→ Dokumen:
===
Pada tahun 432 SM, Sokrates bergabung dalam pengepungan atas Potidaea, di mana
ia menunjukkan kekuatannya yang hebat yang menjadi ciri-cirinya dalam beberapa
sumber kuno tentang dirinya. Tokoh Alkibiades (dalam buku Platon berjudul Symposion) mengisahkan bahwa ketika
perang sedang menghebat dan dirinya terdesak oleh nusuh, bukan hanya senjatanya
yang diselamatkan Sokrates, tetapi dirinya pun lolos dari kematian berkat
Sokrates.
Pertalian
kata philosophy dengan Sokrates dan
cara hidupnya sebagian besar merupakan karya seorang pria, Plato, yang adalah
pengikutnya yang paling terkenal. Kata hubung dari kata Yunani philo (pecinta) dan sophos (kebijaksanaan), philosophos
atau pecinta kebijaksanaan, oleh Plato kata ini menggambarkan seseorang yang
ingin sekali mencari kebijaksanaan, seorang pencari kebenaran-seperti Sokrates,
yang dengan tajam oleh Plato dibedakan dengan filsuf lain. Ketika Sokrates
muncul, Athena berlimpah dengan guru-guru dari seluruh daerah berbahasa Yunani.
===
→ Deskripsi Soal: Menurut teks tentang Sokrates, pada tahun berapa Sokrates bergabung dalam pengepungan atas Potidaea? Butir-butir sesudah teks ini adalah bahan tersendiri yang terpisah dari teks.
===
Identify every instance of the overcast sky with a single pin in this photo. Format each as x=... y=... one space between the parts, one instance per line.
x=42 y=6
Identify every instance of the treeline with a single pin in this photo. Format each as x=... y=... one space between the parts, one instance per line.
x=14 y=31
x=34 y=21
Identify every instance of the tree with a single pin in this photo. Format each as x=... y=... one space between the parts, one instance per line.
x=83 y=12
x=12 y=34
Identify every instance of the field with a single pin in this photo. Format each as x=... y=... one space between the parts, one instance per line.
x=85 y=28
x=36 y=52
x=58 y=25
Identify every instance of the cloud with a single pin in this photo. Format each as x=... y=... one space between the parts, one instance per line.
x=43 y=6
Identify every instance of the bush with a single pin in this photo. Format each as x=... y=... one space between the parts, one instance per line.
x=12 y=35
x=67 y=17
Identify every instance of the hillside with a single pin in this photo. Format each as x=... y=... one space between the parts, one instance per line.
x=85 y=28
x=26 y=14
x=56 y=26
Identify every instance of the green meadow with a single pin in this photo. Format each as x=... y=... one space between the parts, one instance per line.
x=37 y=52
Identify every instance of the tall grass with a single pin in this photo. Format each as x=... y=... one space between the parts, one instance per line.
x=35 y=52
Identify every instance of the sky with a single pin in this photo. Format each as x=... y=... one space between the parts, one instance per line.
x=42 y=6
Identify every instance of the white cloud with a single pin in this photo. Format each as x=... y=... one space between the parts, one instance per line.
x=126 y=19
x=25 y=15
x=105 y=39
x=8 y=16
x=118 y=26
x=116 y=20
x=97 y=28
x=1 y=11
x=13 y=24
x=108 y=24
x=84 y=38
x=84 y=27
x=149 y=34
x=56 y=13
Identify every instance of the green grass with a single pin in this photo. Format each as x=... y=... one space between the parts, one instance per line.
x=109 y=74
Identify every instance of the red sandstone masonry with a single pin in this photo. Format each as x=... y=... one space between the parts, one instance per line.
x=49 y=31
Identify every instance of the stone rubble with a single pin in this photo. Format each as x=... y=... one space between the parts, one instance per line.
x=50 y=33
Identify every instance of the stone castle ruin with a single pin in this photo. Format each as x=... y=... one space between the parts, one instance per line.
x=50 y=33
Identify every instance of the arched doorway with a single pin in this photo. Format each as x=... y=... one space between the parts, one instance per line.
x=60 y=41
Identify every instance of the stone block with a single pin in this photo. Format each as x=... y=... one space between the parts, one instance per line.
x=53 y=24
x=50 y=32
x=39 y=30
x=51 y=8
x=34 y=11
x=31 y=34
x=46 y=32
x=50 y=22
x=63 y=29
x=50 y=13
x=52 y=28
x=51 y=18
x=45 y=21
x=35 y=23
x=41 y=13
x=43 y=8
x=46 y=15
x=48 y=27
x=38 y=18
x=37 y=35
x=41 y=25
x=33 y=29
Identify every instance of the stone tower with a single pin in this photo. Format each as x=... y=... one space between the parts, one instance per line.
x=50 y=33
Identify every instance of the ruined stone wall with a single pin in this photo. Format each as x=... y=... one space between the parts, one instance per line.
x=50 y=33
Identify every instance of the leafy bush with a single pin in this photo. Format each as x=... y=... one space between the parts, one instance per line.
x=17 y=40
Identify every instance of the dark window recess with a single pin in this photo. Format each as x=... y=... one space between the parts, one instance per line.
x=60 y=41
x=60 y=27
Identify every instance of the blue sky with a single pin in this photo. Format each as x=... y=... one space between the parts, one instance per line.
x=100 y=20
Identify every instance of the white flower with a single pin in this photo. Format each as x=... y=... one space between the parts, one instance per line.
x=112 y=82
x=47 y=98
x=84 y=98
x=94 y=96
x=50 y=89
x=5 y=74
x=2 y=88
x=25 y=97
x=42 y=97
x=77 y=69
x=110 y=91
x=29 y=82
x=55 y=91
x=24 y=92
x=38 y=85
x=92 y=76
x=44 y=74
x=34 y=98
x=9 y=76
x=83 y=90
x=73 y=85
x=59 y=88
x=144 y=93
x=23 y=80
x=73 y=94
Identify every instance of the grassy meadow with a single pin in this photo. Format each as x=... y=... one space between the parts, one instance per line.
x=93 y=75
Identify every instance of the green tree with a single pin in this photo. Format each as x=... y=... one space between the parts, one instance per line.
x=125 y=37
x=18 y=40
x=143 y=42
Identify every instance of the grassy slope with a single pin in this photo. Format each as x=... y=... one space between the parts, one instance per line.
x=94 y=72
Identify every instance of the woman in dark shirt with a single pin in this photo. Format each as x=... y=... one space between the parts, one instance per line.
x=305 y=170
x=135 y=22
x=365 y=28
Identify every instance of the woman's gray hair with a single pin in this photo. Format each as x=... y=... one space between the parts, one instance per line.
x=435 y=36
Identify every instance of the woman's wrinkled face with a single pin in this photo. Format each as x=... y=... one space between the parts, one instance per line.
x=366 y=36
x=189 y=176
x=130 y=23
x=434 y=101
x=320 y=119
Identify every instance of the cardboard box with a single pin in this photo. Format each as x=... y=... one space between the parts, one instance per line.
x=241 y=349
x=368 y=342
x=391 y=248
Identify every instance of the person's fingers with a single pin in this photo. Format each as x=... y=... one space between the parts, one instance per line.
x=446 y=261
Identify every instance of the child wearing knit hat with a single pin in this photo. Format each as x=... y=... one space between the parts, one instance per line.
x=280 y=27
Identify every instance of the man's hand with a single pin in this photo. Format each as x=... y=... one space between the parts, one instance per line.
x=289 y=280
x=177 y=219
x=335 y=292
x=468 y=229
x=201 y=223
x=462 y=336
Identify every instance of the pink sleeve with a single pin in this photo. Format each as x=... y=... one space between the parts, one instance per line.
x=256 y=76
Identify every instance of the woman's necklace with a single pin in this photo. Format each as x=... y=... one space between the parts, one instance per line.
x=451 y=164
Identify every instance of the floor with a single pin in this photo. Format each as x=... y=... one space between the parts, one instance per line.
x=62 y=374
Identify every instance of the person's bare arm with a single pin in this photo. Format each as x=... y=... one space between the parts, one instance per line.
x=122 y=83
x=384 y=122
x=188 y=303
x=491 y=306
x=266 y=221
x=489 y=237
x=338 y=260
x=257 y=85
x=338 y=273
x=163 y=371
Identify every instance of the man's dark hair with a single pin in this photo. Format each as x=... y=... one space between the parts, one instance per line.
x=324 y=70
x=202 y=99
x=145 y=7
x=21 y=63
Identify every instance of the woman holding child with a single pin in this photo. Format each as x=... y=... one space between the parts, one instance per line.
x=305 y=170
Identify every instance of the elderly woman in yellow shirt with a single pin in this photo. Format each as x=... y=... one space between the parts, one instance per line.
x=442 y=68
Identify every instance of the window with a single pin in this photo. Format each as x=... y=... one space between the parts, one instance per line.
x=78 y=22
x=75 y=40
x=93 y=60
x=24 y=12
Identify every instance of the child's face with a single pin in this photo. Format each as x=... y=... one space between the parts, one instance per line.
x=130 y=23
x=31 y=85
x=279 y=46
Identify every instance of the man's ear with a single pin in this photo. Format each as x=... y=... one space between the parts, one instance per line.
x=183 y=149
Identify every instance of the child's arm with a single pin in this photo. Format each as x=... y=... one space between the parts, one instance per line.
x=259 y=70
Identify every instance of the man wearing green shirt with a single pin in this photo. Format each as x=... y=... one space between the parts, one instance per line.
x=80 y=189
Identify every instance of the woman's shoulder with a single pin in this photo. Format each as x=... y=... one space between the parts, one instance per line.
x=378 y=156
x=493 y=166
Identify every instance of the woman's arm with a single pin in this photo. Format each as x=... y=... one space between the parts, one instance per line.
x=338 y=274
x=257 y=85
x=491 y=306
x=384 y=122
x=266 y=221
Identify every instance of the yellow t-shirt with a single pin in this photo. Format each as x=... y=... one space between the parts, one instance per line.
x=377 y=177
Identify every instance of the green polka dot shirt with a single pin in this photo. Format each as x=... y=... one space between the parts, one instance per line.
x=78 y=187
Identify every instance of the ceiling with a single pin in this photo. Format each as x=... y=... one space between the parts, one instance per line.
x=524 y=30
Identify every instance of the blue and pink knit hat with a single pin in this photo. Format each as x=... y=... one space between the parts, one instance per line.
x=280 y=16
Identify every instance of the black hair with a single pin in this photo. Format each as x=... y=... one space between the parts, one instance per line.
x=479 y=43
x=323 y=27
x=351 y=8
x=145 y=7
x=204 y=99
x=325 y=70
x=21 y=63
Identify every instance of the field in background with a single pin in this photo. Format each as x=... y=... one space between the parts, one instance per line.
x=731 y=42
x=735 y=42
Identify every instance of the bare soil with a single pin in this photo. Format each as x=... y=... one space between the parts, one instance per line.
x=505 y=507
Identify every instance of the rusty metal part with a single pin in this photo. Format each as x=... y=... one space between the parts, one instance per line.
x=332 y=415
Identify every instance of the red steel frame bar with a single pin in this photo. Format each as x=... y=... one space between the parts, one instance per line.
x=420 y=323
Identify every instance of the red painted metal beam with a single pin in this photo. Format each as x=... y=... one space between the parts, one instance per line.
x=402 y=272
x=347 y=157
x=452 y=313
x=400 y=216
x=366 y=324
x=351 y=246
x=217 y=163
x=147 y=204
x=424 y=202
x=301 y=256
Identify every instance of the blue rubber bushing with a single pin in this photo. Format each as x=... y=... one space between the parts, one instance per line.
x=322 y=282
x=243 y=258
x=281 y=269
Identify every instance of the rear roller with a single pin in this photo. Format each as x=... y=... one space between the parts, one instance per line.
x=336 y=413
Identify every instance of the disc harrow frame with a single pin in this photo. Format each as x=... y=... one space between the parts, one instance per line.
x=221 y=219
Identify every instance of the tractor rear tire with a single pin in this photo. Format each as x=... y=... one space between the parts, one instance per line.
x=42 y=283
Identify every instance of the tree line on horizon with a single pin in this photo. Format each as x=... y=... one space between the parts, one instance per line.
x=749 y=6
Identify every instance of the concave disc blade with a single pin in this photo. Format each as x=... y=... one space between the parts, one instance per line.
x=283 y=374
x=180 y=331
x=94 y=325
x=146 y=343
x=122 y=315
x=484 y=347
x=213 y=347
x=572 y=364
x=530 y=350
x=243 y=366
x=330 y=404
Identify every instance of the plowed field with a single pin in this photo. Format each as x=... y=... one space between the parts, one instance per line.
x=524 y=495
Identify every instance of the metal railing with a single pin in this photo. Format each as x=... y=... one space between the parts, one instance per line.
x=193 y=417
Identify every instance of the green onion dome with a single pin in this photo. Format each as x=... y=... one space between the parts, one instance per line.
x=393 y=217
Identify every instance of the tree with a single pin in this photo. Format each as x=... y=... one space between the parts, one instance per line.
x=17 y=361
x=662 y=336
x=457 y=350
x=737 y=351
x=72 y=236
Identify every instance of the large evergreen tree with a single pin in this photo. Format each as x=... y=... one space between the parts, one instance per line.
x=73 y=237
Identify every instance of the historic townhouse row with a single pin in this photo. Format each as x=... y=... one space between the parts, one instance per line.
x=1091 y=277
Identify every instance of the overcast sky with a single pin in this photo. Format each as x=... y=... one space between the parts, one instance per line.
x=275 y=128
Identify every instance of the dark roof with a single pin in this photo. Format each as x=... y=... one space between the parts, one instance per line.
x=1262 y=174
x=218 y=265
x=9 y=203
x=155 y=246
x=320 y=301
===
→ Jawaban Latihan: Pada tahun 432 SM.